BEGIN Passage
SHARE The Wendy Way: Utah junior center Wendy Anae finding her confidence with the Utes
And I just honestly felt, not like she said something back, but like just do what feels right in your heart, just go with your heart. And that’s where my heart was here in Utah. – Wendy Anae

SALT LAKE CITY — Wendy Anae could not hear her mother’s voice as she pleaded for help making the biggest decision of her life.

But the Utah junior felt the guidance of Valerie Cravens Anae in her heart as she contemplated whether to accept a basketball scholarship offer from the University of Utah just months after her mother’s death.

“It was really, really, really hard,” Anae said, “because she was the person who’s been so involved in my basketball career, and here it was one of the biggest decisions of my life, and I was ... I literally didn’t know what to do.”

She’d just finished a campus visit when former Utah head coach Anthony Levrets gave her some privacy to consider the Utes’ offer.
END Passage
◆ To do ◆
In the article about Wendy Anae, who gave her some privacy after her campus visit to consider Utah's offer? The material after this point comes from a separate source.
BEGIN Input data
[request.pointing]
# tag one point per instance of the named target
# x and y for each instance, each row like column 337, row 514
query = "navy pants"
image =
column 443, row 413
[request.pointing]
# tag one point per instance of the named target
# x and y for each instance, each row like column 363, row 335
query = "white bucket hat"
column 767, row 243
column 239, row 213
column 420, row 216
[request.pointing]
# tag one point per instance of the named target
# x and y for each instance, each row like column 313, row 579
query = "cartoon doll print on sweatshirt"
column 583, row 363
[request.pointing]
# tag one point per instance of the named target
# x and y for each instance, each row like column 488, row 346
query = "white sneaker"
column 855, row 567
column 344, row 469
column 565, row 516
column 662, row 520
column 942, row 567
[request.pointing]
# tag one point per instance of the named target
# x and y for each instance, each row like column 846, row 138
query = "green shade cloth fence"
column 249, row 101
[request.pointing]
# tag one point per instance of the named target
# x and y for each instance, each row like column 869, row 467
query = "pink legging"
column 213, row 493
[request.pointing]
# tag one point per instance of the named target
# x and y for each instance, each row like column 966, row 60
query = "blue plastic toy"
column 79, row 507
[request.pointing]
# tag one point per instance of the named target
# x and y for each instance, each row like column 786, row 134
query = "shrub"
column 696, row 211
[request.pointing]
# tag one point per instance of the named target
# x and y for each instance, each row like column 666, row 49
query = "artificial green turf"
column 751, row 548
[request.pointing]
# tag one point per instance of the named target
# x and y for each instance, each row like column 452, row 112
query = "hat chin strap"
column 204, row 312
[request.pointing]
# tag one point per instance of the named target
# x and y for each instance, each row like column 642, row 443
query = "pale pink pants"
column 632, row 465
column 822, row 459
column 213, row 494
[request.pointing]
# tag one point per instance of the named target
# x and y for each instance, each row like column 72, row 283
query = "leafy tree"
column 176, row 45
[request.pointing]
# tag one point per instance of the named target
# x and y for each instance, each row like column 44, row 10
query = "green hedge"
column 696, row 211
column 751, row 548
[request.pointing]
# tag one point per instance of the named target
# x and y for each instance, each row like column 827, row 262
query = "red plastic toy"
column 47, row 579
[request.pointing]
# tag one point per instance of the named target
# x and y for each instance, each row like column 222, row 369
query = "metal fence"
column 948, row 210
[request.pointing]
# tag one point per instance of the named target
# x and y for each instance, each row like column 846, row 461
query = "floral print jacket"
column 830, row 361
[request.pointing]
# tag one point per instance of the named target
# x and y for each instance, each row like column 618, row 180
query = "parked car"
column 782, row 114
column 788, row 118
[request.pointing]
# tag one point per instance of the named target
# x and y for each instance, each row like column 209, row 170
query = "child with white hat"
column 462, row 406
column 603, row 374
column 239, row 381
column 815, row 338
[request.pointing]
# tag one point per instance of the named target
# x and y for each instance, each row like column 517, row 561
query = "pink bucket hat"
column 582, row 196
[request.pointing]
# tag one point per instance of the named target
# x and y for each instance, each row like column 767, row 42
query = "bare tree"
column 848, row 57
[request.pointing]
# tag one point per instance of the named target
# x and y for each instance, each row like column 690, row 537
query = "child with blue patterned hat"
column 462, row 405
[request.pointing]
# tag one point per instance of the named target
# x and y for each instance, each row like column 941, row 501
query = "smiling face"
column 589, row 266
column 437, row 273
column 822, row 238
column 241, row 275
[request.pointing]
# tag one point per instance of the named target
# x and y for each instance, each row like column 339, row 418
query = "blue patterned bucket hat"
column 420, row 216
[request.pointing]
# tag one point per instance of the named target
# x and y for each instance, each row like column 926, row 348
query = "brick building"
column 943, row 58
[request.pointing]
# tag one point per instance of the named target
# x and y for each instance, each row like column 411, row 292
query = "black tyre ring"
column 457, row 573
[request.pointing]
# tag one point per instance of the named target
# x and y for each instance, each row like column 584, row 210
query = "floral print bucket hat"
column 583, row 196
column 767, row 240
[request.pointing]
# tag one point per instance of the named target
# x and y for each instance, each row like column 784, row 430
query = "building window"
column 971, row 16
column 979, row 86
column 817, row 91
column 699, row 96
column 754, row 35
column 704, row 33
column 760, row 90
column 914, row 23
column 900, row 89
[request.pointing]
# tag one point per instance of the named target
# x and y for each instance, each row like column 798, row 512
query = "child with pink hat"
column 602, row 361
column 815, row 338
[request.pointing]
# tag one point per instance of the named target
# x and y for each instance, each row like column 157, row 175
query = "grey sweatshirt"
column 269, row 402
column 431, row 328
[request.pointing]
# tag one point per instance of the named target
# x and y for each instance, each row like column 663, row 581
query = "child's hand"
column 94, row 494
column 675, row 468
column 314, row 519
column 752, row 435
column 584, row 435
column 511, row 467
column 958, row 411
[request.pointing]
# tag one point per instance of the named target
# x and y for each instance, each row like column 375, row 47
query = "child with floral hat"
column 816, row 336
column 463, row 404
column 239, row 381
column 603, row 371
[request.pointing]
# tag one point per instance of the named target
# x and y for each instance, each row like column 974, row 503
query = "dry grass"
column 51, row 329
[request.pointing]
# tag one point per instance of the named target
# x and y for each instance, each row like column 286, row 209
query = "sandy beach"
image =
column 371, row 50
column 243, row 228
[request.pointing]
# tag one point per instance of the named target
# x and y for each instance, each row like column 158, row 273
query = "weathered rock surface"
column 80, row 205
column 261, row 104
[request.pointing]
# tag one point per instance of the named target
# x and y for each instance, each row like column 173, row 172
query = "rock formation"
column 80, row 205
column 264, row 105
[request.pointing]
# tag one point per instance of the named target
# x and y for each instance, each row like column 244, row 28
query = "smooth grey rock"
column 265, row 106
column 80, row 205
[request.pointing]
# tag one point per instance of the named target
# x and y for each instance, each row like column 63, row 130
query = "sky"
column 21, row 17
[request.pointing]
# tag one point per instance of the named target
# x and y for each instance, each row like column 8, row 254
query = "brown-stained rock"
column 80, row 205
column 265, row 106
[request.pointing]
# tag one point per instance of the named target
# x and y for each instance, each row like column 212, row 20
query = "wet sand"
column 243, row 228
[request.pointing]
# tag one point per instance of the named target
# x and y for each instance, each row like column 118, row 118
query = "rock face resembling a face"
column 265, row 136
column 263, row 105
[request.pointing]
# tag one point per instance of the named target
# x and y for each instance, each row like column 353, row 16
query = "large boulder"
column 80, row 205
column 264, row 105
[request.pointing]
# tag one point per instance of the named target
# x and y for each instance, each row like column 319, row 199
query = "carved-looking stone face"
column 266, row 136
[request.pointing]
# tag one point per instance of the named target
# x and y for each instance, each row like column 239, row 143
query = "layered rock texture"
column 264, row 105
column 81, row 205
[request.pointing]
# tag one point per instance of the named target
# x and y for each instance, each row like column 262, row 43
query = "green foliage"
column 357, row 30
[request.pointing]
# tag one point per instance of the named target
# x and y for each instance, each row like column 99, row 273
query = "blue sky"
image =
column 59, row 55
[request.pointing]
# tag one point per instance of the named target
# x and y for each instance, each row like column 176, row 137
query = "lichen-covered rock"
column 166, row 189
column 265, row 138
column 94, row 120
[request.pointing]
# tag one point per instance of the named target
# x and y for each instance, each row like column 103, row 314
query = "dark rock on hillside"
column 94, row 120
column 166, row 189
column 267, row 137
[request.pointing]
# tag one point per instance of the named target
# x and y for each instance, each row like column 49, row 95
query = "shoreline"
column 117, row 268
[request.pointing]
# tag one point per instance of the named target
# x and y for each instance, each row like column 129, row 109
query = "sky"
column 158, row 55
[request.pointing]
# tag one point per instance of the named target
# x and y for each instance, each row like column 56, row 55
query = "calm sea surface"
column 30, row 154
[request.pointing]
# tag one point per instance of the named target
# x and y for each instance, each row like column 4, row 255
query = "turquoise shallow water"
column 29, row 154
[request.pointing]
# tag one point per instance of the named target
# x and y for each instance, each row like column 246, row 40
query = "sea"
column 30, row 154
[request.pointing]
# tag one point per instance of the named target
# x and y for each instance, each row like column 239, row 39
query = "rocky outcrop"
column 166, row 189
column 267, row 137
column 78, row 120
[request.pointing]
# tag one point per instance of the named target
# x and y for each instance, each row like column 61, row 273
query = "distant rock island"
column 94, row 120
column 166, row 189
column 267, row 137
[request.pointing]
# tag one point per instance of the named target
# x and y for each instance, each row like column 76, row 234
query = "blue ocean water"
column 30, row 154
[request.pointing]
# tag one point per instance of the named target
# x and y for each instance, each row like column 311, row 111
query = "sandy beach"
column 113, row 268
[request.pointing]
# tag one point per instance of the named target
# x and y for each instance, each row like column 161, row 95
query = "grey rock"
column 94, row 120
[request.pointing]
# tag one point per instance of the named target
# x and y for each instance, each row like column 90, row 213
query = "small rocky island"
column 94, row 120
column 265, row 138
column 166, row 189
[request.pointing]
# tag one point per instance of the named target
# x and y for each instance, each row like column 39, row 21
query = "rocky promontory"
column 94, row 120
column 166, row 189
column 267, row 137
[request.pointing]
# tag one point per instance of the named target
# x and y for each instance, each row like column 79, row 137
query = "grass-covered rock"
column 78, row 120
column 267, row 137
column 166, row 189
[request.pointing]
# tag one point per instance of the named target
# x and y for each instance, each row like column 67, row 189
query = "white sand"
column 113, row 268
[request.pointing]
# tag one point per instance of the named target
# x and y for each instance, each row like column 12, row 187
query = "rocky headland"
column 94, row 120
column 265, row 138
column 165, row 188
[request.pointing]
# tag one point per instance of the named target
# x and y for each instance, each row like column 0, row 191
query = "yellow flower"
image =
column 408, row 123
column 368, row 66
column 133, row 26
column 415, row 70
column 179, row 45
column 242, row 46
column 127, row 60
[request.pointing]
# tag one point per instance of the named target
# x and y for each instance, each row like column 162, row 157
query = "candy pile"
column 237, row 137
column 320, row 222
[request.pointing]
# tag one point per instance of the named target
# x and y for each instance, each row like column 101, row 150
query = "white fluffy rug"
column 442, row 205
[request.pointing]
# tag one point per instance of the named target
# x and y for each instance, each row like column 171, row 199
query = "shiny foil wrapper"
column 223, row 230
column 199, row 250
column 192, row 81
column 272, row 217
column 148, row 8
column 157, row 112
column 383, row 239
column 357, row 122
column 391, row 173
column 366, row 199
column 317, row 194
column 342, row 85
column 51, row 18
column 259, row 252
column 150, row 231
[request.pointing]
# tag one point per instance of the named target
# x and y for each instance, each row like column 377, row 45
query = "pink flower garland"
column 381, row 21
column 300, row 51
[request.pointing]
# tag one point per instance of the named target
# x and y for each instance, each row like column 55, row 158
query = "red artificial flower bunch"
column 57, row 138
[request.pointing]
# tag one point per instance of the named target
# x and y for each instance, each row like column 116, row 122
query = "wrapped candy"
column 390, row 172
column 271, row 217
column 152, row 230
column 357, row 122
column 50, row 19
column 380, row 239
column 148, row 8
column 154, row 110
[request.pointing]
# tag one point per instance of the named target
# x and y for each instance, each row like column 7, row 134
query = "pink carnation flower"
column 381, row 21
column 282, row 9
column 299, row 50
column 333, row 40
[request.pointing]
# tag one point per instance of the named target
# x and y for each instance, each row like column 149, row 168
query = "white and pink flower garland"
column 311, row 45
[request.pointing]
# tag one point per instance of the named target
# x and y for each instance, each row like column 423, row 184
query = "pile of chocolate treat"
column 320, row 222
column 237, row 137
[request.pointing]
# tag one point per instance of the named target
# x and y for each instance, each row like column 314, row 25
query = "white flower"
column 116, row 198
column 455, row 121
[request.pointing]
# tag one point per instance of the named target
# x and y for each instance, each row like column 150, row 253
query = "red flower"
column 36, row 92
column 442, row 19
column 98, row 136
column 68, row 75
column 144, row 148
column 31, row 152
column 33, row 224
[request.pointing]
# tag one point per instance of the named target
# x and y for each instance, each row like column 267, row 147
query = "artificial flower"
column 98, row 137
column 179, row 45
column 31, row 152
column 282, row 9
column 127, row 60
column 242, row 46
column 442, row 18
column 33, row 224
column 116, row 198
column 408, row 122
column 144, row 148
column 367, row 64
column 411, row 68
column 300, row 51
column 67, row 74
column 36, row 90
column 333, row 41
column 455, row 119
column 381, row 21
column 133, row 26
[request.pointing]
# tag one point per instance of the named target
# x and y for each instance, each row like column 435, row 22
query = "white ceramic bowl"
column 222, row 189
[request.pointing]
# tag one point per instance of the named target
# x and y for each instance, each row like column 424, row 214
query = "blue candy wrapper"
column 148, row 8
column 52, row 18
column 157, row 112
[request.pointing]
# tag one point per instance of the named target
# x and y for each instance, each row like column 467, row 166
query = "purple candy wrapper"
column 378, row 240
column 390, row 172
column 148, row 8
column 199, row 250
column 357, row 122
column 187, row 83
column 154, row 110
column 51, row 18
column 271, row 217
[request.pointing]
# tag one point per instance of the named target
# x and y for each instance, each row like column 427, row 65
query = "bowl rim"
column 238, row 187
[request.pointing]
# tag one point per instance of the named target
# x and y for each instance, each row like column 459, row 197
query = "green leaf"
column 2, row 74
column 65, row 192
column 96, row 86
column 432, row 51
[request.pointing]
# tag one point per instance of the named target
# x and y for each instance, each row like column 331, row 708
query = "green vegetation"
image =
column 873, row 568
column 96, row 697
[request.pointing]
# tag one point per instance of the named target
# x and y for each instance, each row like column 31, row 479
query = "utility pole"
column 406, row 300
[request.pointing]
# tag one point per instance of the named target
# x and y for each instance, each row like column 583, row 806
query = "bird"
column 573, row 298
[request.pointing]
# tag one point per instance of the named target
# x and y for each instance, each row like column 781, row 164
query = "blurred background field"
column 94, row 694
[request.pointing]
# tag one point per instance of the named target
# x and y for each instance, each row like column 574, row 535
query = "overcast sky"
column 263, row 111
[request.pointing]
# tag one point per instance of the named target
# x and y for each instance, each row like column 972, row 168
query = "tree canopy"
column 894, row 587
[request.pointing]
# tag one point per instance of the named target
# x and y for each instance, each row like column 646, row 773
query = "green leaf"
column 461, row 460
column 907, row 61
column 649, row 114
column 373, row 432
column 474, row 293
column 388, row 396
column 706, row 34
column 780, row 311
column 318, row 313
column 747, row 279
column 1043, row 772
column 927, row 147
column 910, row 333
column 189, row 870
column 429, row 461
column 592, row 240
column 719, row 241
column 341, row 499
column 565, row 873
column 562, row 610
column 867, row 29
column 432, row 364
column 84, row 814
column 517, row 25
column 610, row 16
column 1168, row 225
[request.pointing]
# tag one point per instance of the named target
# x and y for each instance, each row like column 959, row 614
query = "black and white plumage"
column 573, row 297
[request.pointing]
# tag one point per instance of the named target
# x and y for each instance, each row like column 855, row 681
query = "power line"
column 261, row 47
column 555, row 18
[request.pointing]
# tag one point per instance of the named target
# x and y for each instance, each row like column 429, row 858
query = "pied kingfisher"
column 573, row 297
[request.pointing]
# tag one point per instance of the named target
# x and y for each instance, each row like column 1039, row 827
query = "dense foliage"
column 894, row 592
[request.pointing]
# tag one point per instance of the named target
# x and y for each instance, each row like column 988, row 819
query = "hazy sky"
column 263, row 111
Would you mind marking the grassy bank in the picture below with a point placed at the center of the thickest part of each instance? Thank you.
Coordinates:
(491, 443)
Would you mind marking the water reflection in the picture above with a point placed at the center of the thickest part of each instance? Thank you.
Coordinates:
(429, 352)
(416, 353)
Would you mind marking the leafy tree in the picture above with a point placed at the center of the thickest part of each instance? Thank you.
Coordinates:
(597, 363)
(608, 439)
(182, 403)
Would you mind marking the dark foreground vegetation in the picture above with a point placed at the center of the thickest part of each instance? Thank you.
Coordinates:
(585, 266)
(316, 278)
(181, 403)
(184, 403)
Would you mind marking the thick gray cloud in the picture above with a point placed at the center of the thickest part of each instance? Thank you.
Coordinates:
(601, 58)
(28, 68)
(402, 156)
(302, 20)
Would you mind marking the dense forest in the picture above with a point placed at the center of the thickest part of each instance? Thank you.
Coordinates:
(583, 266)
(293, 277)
END Input data
◆ Response to the task ◆
Former Utah head coach Anthony Levrets.